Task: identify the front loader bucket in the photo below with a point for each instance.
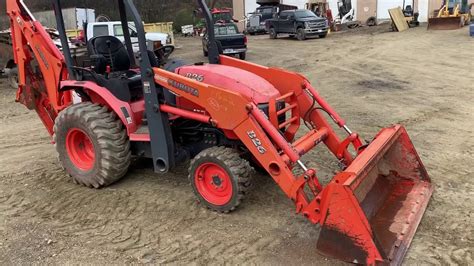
(448, 23)
(370, 211)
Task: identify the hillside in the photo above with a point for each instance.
(179, 12)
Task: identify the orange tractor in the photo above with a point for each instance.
(224, 117)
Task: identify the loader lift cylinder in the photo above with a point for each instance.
(63, 37)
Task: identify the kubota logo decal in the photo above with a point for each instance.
(183, 87)
(253, 136)
(195, 76)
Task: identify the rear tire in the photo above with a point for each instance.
(220, 178)
(92, 145)
(300, 34)
(273, 33)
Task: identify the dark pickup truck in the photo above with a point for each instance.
(301, 23)
(230, 40)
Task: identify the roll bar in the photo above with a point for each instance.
(158, 122)
(213, 49)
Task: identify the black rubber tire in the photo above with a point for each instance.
(300, 34)
(236, 167)
(273, 33)
(107, 134)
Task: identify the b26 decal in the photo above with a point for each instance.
(256, 141)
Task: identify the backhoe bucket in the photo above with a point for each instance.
(370, 211)
(448, 23)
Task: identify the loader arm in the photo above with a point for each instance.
(370, 210)
(32, 47)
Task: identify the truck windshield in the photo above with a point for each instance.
(305, 14)
(225, 30)
(118, 31)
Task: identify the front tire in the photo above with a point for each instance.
(220, 178)
(92, 145)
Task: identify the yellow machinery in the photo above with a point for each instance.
(454, 14)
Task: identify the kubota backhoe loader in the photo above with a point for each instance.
(454, 14)
(220, 115)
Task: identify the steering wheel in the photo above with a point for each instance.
(163, 53)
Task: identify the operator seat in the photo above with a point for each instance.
(123, 82)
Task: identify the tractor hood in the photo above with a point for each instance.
(246, 83)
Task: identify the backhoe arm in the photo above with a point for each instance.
(40, 65)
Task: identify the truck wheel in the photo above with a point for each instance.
(300, 34)
(273, 33)
(13, 78)
(92, 144)
(220, 178)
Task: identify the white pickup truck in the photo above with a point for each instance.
(155, 40)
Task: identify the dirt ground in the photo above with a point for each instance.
(374, 78)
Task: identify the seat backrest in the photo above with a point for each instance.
(112, 49)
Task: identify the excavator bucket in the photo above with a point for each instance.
(373, 208)
(447, 23)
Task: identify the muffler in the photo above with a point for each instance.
(373, 208)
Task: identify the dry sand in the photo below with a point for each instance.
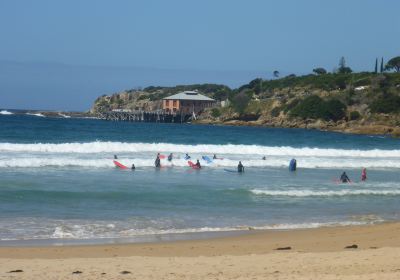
(314, 254)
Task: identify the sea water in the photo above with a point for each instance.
(58, 181)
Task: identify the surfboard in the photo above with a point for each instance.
(230, 170)
(192, 165)
(119, 165)
(207, 159)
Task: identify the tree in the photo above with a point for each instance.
(343, 69)
(319, 71)
(393, 63)
(241, 100)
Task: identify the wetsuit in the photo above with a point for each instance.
(198, 164)
(344, 178)
(240, 167)
(157, 162)
(363, 175)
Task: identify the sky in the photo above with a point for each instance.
(61, 55)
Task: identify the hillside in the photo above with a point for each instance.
(347, 102)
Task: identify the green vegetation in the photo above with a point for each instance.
(354, 115)
(215, 112)
(386, 103)
(393, 64)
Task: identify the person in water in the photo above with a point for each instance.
(240, 167)
(198, 164)
(364, 174)
(293, 165)
(157, 162)
(344, 178)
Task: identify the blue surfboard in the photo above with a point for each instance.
(230, 170)
(207, 159)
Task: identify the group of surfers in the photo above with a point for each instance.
(345, 179)
(240, 168)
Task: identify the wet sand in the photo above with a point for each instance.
(309, 254)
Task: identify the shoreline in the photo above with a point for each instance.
(322, 239)
(305, 254)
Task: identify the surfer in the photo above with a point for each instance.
(157, 162)
(293, 165)
(240, 167)
(198, 164)
(364, 174)
(344, 178)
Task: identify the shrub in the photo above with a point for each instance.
(275, 112)
(314, 107)
(241, 100)
(215, 112)
(387, 103)
(354, 115)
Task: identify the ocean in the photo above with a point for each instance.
(58, 183)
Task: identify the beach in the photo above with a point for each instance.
(313, 254)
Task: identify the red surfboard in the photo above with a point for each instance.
(119, 165)
(192, 165)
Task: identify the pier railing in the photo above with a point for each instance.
(145, 116)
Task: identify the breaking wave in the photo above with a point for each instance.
(312, 193)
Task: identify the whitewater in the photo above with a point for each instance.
(99, 154)
(58, 182)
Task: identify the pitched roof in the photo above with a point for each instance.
(189, 95)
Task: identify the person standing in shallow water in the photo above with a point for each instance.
(240, 167)
(364, 174)
(157, 162)
(344, 178)
(198, 164)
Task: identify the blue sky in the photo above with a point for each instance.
(236, 39)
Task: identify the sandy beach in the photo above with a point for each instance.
(309, 254)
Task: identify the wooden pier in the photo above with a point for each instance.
(159, 116)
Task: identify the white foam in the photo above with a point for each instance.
(228, 149)
(311, 193)
(5, 112)
(36, 114)
(64, 116)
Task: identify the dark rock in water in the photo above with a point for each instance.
(15, 271)
(284, 248)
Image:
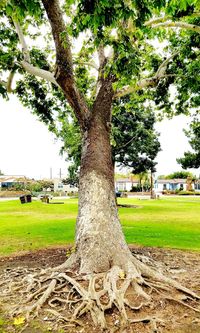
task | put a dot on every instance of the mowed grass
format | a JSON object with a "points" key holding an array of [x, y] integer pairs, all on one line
{"points": [[168, 222]]}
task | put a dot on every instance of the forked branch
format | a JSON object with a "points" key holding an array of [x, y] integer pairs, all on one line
{"points": [[149, 81], [64, 65], [171, 24]]}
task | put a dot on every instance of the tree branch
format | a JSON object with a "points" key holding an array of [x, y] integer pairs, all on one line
{"points": [[64, 65], [171, 24], [26, 63], [147, 82], [36, 71], [3, 83], [9, 82], [22, 40], [61, 39]]}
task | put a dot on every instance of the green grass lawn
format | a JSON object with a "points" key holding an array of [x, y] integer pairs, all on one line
{"points": [[168, 222]]}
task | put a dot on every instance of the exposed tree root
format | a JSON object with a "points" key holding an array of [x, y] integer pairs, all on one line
{"points": [[60, 292]]}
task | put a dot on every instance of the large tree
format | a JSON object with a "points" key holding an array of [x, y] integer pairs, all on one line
{"points": [[134, 141], [112, 33]]}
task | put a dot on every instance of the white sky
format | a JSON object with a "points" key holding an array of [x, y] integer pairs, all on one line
{"points": [[28, 148]]}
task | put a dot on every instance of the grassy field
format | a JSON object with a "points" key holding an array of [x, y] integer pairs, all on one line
{"points": [[168, 222]]}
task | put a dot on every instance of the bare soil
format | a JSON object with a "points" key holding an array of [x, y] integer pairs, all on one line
{"points": [[183, 266]]}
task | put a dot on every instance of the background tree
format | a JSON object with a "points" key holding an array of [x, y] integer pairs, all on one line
{"points": [[134, 141], [115, 34], [180, 174], [192, 159]]}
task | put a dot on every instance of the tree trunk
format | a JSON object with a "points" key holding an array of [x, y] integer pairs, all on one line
{"points": [[100, 242]]}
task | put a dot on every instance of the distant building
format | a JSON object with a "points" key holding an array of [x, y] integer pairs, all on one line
{"points": [[60, 187], [8, 181], [125, 184], [175, 184]]}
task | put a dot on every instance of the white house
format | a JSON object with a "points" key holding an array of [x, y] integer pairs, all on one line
{"points": [[8, 181], [171, 185], [60, 187], [125, 184]]}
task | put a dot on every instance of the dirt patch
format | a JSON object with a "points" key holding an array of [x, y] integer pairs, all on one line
{"points": [[183, 266]]}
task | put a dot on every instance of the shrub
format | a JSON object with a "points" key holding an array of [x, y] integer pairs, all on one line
{"points": [[186, 193]]}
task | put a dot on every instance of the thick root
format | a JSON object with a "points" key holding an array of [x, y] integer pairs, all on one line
{"points": [[60, 292]]}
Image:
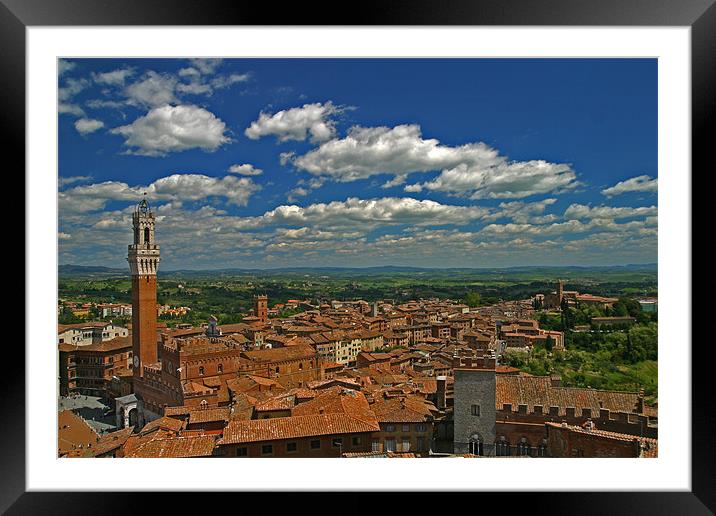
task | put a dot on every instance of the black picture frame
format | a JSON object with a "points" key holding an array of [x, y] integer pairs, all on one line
{"points": [[700, 15]]}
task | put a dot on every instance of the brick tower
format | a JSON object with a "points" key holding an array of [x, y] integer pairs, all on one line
{"points": [[143, 258], [261, 307], [474, 411]]}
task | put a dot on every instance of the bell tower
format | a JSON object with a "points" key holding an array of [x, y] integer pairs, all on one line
{"points": [[143, 258]]}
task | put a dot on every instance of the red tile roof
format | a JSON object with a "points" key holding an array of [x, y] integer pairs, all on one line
{"points": [[294, 427]]}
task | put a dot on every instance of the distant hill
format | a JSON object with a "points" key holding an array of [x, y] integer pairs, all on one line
{"points": [[83, 270]]}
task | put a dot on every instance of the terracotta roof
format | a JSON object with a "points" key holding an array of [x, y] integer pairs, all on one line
{"points": [[73, 432], [163, 423], [401, 410], [277, 403], [337, 400], [294, 427], [538, 390], [172, 447], [650, 447], [280, 354], [110, 442], [108, 345], [208, 415]]}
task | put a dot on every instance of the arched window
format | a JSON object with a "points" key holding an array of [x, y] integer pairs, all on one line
{"points": [[542, 450], [502, 447], [524, 448], [475, 445]]}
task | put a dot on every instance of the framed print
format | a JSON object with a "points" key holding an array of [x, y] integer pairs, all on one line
{"points": [[434, 233]]}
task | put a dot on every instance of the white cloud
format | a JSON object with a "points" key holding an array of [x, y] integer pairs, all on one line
{"points": [[87, 125], [64, 108], [473, 170], [224, 81], [64, 66], [177, 188], [173, 129], [71, 88], [245, 170], [581, 211], [523, 212], [400, 150], [64, 181], [296, 123], [635, 184], [363, 214], [152, 90], [66, 93], [206, 65], [114, 78]]}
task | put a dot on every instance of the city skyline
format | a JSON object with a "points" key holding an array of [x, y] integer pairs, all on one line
{"points": [[260, 163]]}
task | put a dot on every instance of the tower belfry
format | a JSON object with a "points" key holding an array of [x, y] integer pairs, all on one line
{"points": [[143, 258]]}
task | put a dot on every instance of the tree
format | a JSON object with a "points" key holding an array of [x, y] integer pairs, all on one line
{"points": [[549, 343]]}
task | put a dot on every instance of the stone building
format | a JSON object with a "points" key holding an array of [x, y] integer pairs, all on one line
{"points": [[474, 410]]}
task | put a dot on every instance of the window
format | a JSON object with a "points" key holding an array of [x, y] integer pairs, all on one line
{"points": [[475, 447], [524, 447], [502, 448]]}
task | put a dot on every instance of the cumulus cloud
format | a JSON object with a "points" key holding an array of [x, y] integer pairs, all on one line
{"points": [[523, 212], [64, 66], [64, 181], [504, 179], [473, 170], [367, 151], [114, 78], [206, 65], [88, 125], [64, 108], [296, 123], [369, 213], [635, 184], [245, 170], [177, 188], [66, 93], [152, 90], [581, 211], [172, 129]]}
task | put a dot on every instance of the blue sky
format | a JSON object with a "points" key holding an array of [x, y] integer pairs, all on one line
{"points": [[345, 162]]}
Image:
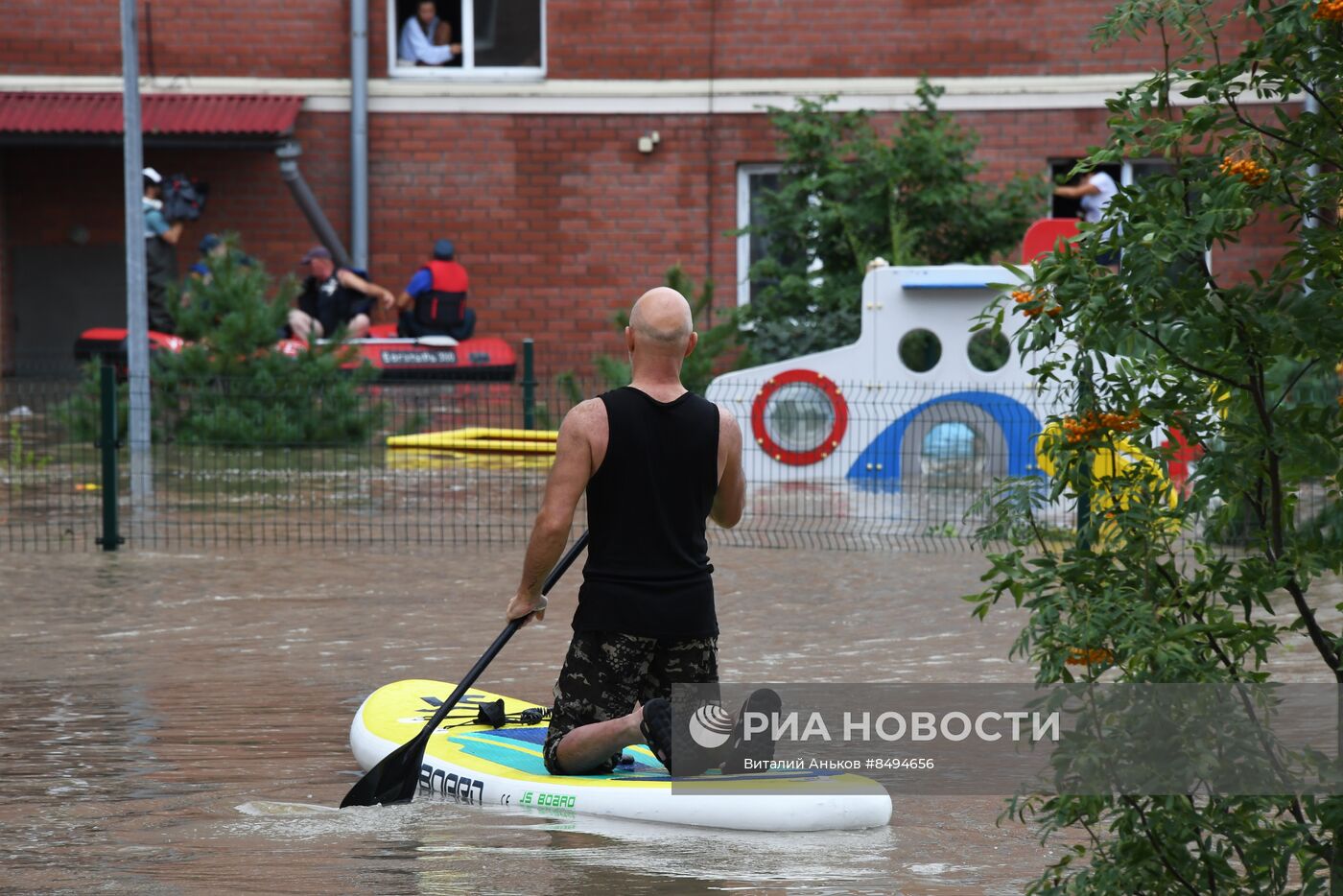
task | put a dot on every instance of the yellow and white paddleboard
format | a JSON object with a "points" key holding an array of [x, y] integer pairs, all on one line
{"points": [[476, 764]]}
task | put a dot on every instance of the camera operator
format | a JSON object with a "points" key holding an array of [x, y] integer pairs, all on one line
{"points": [[161, 239]]}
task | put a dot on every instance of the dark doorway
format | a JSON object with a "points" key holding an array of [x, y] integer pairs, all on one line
{"points": [[58, 293]]}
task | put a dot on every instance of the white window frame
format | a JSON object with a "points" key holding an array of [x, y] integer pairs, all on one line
{"points": [[744, 174], [467, 70]]}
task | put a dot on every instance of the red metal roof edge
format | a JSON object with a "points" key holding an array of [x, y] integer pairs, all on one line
{"points": [[101, 113]]}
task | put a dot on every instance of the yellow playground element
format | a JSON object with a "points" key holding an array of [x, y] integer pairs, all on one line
{"points": [[1121, 476], [480, 439]]}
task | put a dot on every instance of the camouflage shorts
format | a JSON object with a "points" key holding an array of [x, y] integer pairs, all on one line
{"points": [[606, 673]]}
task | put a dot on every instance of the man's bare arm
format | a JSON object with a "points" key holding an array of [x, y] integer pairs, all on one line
{"points": [[356, 282], [563, 489], [731, 499]]}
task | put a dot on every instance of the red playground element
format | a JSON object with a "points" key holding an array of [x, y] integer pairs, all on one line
{"points": [[1045, 235], [483, 358], [1181, 460], [796, 456]]}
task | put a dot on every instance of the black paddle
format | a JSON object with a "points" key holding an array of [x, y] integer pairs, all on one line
{"points": [[396, 778]]}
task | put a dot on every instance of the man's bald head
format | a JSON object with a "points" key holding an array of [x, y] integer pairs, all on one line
{"points": [[661, 321]]}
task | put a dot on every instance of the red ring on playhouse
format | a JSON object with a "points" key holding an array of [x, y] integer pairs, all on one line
{"points": [[828, 445]]}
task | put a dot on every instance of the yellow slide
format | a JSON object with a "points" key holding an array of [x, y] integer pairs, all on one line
{"points": [[480, 438]]}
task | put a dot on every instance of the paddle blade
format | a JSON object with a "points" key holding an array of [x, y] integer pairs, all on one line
{"points": [[392, 781]]}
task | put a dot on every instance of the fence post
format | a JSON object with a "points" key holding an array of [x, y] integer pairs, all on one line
{"points": [[528, 385], [1087, 402], [107, 442]]}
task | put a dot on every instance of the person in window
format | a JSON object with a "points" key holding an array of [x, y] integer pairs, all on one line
{"points": [[161, 239], [434, 302], [1095, 191], [426, 39], [333, 297]]}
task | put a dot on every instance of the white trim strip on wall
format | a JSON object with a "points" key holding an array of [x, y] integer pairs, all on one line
{"points": [[728, 96]]}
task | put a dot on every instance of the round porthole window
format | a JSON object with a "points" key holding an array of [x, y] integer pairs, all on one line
{"points": [[989, 349], [920, 349], [799, 418]]}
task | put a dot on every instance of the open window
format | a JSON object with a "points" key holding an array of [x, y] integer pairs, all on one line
{"points": [[497, 39]]}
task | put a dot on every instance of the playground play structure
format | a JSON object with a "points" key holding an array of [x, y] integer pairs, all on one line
{"points": [[936, 403]]}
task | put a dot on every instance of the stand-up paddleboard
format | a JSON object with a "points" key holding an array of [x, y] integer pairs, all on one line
{"points": [[479, 764]]}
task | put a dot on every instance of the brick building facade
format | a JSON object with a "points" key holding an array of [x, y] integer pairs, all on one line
{"points": [[532, 165]]}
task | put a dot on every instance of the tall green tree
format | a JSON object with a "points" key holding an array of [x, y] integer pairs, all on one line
{"points": [[1241, 360], [846, 197]]}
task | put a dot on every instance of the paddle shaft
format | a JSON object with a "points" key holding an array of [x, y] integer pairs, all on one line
{"points": [[396, 777]]}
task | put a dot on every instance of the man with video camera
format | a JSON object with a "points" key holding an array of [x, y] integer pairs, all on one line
{"points": [[161, 239]]}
------------------------------------------------------------
Short problem:
Give the lines from the one containing "task | put a dot on every instance of the stand-up" through the end of the entries again, exactly as written and with no other lines.

Exercise output:
task | put a dot on every instance of the stand-up paddleboard
format | a JSON object with a "points" key holding an array of [x, y] integer pairs, all on one line
{"points": [[479, 764]]}
task | put a dot on every instance of the brick building facade
format | a JSON object with a "points" key holding an array of [x, y] integer pairs, all on one line
{"points": [[532, 165]]}
task | put a dot on every instance of the tall green tree
format | a JSON object with a "points" key holding an array of [x, y] integer pairs, all on one line
{"points": [[1241, 360], [846, 197]]}
task | put a dot on every instance of the paddle shaft
format | a JSON object with a "points" key holding an array of [x, y] integer pairs, all on one line
{"points": [[396, 777]]}
task | put a dot on every instance of the man with video camera
format | a JSON object with a "points" key holding an array of [x, y] integer pairs, all on one line
{"points": [[161, 239]]}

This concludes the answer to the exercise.